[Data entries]
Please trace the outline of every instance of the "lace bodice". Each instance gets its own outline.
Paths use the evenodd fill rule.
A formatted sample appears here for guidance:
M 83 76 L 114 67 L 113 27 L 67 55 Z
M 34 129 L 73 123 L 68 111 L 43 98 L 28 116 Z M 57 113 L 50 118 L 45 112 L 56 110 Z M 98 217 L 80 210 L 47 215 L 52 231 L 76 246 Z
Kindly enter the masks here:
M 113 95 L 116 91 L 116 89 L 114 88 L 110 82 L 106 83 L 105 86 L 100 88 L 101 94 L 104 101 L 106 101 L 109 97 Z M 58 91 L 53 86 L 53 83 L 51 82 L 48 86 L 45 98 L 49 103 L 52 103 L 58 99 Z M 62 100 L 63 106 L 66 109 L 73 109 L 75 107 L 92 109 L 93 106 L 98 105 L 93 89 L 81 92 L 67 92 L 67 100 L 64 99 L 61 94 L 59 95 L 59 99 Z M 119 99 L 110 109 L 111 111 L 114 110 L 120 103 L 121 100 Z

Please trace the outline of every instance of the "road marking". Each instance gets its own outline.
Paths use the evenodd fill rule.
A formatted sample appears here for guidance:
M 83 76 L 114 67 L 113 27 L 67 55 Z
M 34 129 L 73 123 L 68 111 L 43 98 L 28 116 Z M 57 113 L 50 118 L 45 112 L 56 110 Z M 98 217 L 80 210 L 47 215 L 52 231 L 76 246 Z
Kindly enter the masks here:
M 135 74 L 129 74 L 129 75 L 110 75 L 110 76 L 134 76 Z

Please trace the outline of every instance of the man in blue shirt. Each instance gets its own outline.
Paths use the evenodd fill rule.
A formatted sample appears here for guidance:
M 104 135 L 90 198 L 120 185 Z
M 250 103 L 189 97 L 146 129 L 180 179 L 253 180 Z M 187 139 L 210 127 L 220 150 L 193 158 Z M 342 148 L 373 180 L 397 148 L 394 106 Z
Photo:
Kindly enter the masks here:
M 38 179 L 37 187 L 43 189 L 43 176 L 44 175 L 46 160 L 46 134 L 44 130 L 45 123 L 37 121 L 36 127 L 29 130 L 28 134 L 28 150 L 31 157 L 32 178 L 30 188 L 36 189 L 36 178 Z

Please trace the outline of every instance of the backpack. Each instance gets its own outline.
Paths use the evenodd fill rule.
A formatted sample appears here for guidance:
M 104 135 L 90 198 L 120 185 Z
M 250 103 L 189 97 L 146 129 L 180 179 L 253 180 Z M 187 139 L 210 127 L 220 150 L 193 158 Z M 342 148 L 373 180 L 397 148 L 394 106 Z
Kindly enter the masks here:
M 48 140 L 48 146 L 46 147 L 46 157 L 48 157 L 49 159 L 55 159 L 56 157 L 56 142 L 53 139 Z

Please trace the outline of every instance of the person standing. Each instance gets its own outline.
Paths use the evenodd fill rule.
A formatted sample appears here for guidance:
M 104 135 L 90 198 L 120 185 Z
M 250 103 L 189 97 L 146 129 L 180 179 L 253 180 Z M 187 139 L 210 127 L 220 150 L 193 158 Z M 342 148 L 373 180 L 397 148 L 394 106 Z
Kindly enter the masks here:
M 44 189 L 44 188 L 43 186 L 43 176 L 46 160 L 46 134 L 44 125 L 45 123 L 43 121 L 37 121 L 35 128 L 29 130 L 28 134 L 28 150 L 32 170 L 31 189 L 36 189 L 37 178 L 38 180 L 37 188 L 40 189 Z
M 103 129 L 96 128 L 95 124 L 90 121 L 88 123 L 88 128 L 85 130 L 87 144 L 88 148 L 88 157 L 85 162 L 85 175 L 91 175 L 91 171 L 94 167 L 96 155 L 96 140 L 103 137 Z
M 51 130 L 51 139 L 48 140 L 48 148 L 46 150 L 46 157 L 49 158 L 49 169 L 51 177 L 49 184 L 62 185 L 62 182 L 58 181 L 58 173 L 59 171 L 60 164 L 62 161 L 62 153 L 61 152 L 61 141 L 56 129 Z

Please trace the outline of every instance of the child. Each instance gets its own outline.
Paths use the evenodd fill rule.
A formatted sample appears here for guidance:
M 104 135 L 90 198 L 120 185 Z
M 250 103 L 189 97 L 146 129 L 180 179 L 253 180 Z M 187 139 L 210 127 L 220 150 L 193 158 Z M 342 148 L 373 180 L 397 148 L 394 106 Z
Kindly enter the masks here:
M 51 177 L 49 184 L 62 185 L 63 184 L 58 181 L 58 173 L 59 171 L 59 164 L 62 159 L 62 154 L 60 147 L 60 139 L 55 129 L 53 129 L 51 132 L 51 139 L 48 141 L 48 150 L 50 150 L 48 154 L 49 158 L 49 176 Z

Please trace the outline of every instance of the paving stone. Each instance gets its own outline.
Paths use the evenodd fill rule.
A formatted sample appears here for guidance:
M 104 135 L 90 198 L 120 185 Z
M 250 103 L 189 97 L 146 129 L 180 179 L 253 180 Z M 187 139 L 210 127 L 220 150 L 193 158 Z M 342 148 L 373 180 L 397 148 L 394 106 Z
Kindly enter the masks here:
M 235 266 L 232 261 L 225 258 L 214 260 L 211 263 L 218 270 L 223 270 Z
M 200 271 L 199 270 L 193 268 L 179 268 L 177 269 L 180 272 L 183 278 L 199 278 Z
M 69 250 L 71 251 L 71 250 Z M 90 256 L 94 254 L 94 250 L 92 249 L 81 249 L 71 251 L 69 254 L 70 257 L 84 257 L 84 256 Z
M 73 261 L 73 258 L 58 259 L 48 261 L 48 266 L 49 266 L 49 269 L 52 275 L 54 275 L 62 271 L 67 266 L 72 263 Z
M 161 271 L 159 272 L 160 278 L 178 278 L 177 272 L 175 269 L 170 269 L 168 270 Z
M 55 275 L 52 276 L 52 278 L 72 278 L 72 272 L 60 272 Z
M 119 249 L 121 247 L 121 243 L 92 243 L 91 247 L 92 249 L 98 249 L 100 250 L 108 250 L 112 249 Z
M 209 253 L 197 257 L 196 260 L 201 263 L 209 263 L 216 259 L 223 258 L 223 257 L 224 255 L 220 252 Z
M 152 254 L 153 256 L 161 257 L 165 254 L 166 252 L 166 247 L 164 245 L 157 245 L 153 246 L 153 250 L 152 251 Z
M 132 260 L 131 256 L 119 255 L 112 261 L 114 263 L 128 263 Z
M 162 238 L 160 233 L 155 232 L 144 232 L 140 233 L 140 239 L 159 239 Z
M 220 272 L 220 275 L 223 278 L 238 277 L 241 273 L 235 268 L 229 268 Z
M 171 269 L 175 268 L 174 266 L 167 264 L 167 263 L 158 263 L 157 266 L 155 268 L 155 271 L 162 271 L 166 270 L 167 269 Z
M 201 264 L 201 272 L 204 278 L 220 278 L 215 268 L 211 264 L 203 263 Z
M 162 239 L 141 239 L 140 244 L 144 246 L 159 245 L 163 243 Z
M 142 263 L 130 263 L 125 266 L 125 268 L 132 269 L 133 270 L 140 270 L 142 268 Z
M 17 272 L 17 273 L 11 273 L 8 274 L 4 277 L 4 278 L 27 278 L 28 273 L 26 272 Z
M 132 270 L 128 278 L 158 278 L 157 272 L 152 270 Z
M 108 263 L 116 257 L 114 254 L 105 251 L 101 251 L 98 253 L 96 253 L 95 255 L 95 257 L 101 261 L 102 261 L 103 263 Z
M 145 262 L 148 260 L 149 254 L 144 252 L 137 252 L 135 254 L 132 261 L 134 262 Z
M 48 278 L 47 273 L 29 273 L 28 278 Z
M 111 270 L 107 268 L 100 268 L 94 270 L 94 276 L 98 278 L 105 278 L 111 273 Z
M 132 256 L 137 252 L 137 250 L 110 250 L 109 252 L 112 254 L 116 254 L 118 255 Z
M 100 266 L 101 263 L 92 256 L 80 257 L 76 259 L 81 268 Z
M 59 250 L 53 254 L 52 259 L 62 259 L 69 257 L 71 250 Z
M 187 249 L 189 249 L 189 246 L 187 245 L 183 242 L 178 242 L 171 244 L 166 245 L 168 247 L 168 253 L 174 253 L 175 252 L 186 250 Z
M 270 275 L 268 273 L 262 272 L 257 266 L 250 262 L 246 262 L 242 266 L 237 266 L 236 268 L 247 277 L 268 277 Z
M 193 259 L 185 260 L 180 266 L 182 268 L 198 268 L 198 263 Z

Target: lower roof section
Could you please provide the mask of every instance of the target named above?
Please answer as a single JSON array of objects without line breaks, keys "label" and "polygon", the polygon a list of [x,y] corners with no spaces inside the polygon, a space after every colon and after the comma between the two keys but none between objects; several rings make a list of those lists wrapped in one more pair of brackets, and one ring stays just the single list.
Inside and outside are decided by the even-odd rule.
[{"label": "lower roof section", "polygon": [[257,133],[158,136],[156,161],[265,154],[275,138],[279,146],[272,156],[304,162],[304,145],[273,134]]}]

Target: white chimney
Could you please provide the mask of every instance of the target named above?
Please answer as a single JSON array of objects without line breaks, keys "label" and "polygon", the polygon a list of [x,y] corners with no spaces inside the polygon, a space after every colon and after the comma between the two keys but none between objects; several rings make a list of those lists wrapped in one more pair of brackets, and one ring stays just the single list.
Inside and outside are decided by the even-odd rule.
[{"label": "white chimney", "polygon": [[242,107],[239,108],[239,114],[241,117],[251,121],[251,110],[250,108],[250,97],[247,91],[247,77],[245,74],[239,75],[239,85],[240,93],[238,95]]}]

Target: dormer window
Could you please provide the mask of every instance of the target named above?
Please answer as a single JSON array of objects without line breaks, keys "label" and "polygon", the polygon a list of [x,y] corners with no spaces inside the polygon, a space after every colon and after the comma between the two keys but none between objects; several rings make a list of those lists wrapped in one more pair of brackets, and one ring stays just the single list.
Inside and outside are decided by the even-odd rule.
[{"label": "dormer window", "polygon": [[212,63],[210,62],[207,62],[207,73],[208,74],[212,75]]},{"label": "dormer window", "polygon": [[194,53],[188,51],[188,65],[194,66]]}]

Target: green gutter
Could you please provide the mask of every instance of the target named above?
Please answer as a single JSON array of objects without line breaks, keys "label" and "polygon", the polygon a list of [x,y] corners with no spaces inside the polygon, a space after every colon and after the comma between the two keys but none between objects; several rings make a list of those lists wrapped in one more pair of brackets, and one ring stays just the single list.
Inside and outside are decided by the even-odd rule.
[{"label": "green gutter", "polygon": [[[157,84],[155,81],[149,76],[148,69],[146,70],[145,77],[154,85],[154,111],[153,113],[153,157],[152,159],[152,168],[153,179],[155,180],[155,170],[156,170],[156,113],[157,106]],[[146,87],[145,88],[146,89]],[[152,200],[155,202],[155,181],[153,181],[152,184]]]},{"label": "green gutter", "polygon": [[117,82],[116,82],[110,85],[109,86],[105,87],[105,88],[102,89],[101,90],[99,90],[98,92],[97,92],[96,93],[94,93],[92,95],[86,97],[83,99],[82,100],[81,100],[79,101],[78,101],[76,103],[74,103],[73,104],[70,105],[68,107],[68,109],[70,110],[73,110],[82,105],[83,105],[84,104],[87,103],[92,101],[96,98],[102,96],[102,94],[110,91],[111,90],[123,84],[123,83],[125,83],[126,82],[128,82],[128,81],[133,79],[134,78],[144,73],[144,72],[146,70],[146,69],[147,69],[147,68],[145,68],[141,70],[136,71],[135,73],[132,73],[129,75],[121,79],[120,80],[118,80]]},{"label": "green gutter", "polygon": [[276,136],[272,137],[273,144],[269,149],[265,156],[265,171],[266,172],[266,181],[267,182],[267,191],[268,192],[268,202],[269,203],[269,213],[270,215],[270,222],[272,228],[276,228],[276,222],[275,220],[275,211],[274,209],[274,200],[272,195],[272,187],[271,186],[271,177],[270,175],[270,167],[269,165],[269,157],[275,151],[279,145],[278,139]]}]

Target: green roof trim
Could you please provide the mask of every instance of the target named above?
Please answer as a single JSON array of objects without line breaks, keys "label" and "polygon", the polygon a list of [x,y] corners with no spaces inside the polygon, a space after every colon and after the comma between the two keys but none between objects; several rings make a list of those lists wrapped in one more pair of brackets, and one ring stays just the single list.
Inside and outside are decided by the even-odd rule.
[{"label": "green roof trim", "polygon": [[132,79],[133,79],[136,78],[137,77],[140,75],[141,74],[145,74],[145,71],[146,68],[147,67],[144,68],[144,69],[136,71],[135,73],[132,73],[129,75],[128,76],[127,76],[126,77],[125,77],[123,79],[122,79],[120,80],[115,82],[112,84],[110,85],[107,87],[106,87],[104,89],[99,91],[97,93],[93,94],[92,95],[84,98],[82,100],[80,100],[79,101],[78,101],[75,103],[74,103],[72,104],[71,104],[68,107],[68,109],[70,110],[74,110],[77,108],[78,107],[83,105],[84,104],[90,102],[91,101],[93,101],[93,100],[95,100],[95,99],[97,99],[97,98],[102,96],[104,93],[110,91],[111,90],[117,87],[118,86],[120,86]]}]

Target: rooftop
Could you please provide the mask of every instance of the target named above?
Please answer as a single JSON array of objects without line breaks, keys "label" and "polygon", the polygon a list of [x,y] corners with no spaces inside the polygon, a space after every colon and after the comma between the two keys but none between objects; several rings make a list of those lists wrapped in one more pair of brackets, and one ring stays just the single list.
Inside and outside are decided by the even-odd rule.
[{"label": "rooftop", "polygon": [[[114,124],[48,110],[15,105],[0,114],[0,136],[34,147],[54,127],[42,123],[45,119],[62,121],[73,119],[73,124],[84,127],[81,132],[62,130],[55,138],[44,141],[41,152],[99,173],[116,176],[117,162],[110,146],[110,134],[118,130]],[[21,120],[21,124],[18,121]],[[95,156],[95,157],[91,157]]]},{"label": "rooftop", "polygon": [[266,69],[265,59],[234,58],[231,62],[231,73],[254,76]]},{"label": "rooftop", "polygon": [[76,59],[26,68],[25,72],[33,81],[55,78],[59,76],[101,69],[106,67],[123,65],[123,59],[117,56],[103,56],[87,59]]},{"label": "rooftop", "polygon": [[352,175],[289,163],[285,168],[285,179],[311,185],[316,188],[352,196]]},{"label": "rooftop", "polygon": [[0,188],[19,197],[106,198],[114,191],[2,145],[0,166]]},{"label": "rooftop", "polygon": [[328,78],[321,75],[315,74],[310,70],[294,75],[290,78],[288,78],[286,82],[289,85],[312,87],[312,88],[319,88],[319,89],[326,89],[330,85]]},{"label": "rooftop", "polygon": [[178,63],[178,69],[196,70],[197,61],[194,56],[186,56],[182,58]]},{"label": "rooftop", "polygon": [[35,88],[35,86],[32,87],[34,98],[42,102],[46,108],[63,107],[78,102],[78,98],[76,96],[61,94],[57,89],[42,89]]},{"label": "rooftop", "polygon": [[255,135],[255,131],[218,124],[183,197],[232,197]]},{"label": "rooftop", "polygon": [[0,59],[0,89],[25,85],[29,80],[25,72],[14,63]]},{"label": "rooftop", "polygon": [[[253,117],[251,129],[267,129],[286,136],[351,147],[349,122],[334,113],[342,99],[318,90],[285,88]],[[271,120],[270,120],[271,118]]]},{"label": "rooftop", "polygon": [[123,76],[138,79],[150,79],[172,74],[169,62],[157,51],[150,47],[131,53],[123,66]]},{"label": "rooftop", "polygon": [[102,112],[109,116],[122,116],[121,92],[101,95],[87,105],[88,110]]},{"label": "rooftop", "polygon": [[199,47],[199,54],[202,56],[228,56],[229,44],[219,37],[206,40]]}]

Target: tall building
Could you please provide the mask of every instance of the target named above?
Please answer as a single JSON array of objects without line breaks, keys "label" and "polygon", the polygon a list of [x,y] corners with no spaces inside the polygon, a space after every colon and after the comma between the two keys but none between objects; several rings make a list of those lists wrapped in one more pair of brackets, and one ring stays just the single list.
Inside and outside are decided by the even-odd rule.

» What to work on: All lines from the line containing "Target: tall building" through the end of the listing above are to be duplicated exactly; include both ends and nothing further.

» Solution for this exercise:
Target: tall building
Could you please provide the mask of every instance of the target named above?
Please answer as a single JSON array of objects without line breaks, keys "label" and "polygon", the polygon a list of [x,y] corners with no spaces inside the polygon, a space after every colon and after the comma between the two keys but none between objects; several rings make a list of those lists wrapped in one more pair of brackets, and one ring stays just the single list.
Inside and outside are decided by the even-odd rule.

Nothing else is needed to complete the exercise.